Print the whole listing below word for word, with every line kept in its original order.

-=-=-

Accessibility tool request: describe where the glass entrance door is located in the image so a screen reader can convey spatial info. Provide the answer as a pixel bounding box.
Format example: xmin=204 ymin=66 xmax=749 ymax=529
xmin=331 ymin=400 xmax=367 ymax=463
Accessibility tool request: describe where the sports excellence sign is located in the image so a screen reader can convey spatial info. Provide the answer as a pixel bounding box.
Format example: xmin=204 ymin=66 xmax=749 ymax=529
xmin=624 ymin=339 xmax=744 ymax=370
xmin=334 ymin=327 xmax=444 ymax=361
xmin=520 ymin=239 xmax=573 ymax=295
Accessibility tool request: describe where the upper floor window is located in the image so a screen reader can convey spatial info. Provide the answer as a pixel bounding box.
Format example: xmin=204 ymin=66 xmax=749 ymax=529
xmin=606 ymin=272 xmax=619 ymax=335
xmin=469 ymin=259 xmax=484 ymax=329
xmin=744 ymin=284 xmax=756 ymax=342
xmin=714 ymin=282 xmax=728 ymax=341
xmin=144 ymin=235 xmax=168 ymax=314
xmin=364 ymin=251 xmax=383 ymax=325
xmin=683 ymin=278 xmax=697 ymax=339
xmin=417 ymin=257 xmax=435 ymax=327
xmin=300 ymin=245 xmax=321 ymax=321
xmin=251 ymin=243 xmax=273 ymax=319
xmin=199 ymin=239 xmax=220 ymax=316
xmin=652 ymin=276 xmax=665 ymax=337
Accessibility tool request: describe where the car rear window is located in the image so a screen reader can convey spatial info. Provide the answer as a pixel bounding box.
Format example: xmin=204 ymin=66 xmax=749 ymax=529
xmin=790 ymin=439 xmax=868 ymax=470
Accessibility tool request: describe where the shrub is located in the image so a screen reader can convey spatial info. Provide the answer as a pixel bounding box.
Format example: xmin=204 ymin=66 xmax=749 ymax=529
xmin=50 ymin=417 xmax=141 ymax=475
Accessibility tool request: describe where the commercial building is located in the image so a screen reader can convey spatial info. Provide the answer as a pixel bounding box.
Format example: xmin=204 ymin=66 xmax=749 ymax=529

-=-=-

Result of this task:
Accessibility tool request: describe where the glass entrance door is located in the image so a screen reader can convey spatial info. Provide the answer as a pixel bounding box.
Format example: xmin=204 ymin=66 xmax=749 ymax=529
xmin=331 ymin=400 xmax=367 ymax=463
Accessibility tool request: describe where the sports excellence sign is located in the image so a screen reader can convey spatial info. Provide the answer as a pixel bounding box.
Format example: xmin=204 ymin=66 xmax=749 ymax=529
xmin=624 ymin=339 xmax=744 ymax=370
xmin=334 ymin=327 xmax=444 ymax=361
xmin=520 ymin=239 xmax=573 ymax=295
Accessibility tool request: describe where the upper floor window is located in the image so a screen reader can convey spatial info. Provide the answer as a pixel bounding box.
Format example: xmin=204 ymin=66 xmax=749 ymax=529
xmin=606 ymin=272 xmax=619 ymax=335
xmin=469 ymin=259 xmax=484 ymax=329
xmin=744 ymin=284 xmax=756 ymax=342
xmin=714 ymin=282 xmax=728 ymax=341
xmin=144 ymin=235 xmax=168 ymax=314
xmin=364 ymin=251 xmax=383 ymax=325
xmin=683 ymin=278 xmax=697 ymax=339
xmin=417 ymin=257 xmax=435 ymax=327
xmin=300 ymin=245 xmax=321 ymax=321
xmin=251 ymin=243 xmax=273 ymax=319
xmin=199 ymin=239 xmax=220 ymax=316
xmin=652 ymin=276 xmax=665 ymax=337
Accessibility tool request: describe where the car rear window is located in the image so a screen reader can convey spatial info. Provide the answer as a pixel bounding box.
Format example: xmin=204 ymin=66 xmax=749 ymax=529
xmin=790 ymin=439 xmax=868 ymax=470
Accessibility tool request: describe where the shrub is located in the image so a screen reader can convey spatial info. Provide the answer as a pixel bounding box.
Format example: xmin=204 ymin=66 xmax=749 ymax=529
xmin=50 ymin=417 xmax=141 ymax=475
Accessibility tool request: describe where the commercial building is located in the image so a screen reader can convey spatial info. Provide the answer as a pixel bounding box.
Format example: xmin=204 ymin=66 xmax=749 ymax=529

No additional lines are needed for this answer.